ZU ERLEDIGENDE AUFGABEN.
**A.** Erkläre anhand des Textauszugs, warum für viele Menschen auch ein Tier als Kumpel gilt.
**B.** Schreibe den Textauszug von "Wer steht an" bis einschließlich "zum Turniersieg trägt." neu und ersetze dabei "Rat" durch "Hilfe".

------ VORLIEGENDER TEXTAUSZUG ------

Übernimmst du Verantwortung für dein Leben oder sind es die Vermieter, die Arbeitgeber oder die Politik, denen du dich ausgeliefert siehst? Siehst du deine Handlungsspielräume und nutzt du sie auch? Gestehst du dir ehrlich deinen Anteil an den Umständen an? Sind es die Lehrer, die dir oder deinen Kindern schlecht wollen oder eher doch die eigene mangelnde Lerndisziplin? Und wenn ersteres, hast du den Mut für ein klärendes Gespräch?
Wer steht an deiner Seite? Mit wem redest du über Ihre Probleme? Wen fragst du um Rat? Mit wem erlebst du entspannte, fröhliche Zeiten? Bei vielen Menschen ist auch der tierische Partner der Kumpel, der immer da ist, der Hund, der nicht von der Seite weicht oder das Pferd, das mit einem durch Dick und Dünn geht oder einen auch zum Turniersieg trägt.

------ VORLIEGENDE EINTRÄGE ------

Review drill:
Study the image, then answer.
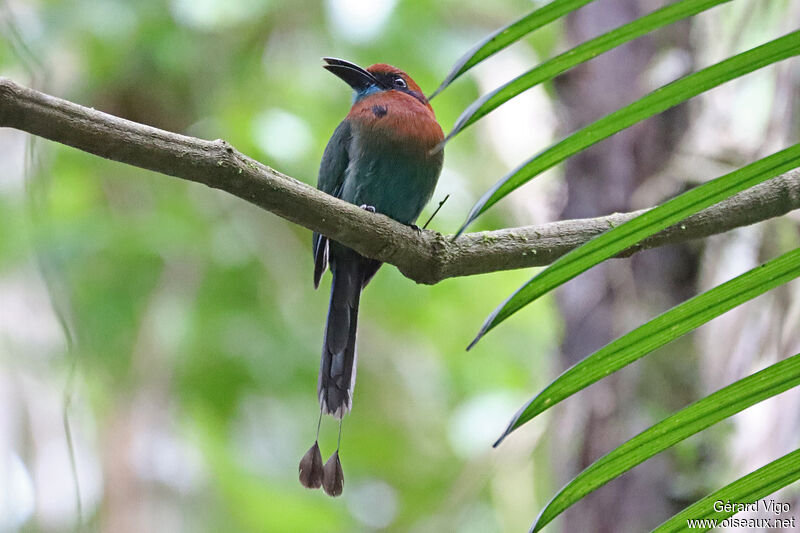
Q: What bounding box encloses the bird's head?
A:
[323,57,430,108]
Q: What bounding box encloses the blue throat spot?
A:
[353,85,383,104]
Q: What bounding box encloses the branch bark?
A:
[0,78,800,284]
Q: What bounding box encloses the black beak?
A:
[322,57,378,91]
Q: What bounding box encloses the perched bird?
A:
[300,58,444,493]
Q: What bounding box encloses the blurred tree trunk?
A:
[555,0,697,533]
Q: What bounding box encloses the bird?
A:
[300,57,444,495]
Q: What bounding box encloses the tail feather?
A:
[317,258,364,418]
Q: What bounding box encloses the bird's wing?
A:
[312,120,351,288]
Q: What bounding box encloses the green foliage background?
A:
[0,0,796,532]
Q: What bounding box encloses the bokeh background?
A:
[0,0,800,533]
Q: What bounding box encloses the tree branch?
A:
[0,78,800,284]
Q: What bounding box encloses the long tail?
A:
[317,254,365,419]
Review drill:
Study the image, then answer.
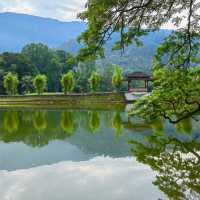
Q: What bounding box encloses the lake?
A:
[0,109,200,200]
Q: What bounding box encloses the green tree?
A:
[20,75,33,94]
[112,112,123,136]
[33,111,48,133]
[3,72,19,95]
[3,110,19,133]
[112,66,123,91]
[33,74,47,94]
[88,71,101,92]
[60,111,76,137]
[89,111,100,133]
[61,71,75,94]
[78,0,200,122]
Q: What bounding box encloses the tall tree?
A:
[3,72,19,95]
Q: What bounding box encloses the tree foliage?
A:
[88,71,101,92]
[112,66,123,91]
[79,0,200,57]
[61,71,75,94]
[33,74,47,94]
[3,72,19,95]
[131,67,200,123]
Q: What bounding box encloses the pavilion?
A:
[124,72,152,92]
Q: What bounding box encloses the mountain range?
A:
[0,13,171,71]
[0,13,86,52]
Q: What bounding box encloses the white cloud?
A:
[0,0,86,21]
[0,157,164,200]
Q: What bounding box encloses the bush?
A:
[3,72,19,95]
[88,71,101,92]
[61,71,75,94]
[112,66,123,91]
[33,74,47,94]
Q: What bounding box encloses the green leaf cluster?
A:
[61,71,75,94]
[33,74,47,95]
[3,72,19,95]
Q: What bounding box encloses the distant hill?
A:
[0,13,170,72]
[0,13,86,52]
[58,30,171,72]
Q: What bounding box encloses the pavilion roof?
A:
[125,72,152,80]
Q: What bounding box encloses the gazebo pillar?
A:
[128,80,131,91]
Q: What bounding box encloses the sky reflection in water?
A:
[0,110,200,200]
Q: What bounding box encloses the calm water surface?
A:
[0,110,200,200]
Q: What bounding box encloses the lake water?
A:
[0,110,200,200]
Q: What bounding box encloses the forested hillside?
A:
[58,30,171,72]
[0,13,85,52]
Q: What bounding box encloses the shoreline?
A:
[0,92,126,110]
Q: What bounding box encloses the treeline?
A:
[0,43,123,95]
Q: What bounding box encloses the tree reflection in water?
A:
[0,110,200,200]
[88,111,100,133]
[112,112,123,137]
[130,119,200,200]
[3,110,19,133]
[33,110,47,133]
[60,111,76,137]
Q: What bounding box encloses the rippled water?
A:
[0,110,200,200]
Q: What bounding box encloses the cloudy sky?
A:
[0,0,86,21]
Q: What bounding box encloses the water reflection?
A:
[130,122,200,200]
[60,111,77,137]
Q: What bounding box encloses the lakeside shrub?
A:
[88,71,101,92]
[3,72,19,95]
[33,74,47,94]
[61,71,75,94]
[112,66,123,91]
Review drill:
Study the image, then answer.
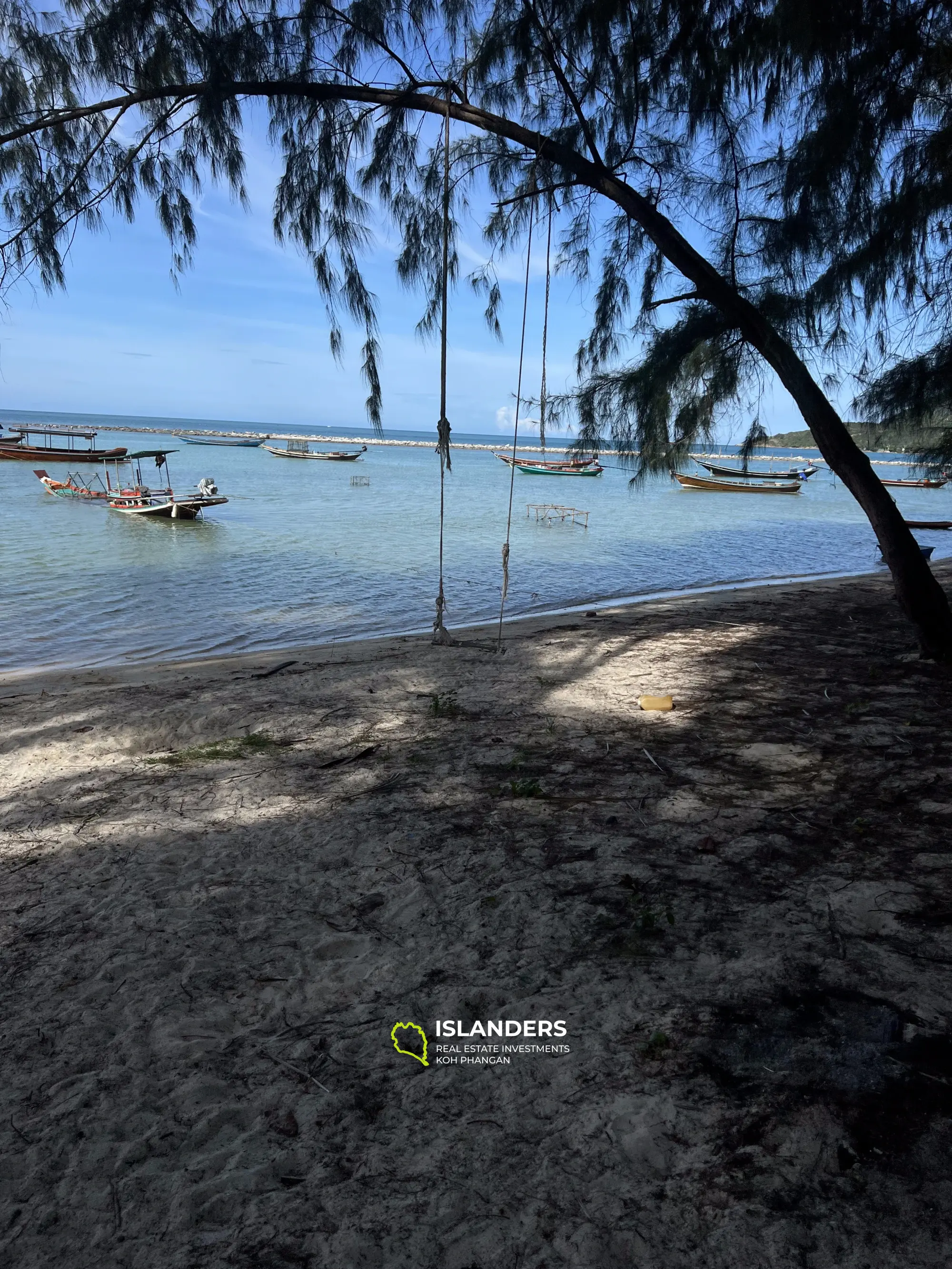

------

ANTWORTEN JE AUFGABE.
**A.** Für viele Menschen ist ein Tier ein Kumpel, weil es immer da ist. Der Hund weicht nicht von der Seite, und das Pferd geht mit einem durch Dick und Dünn oder trägt einen sogar zum Turniersieg.

**B.**
Wer steht an deiner Seite? Mit wem redest du über Ihre Probleme? Wen fragst du um Hilfe? Mit wem erlebst du entspannte, fröhliche Zeiten? Bei vielen Menschen ist auch der tierische Partner der Kumpel, der immer da ist, der Hund, der nicht von der Seite weicht oder das Pferd, das mit einem durch Dick und Dünn geht oder einen auch zum Turniersieg trägt.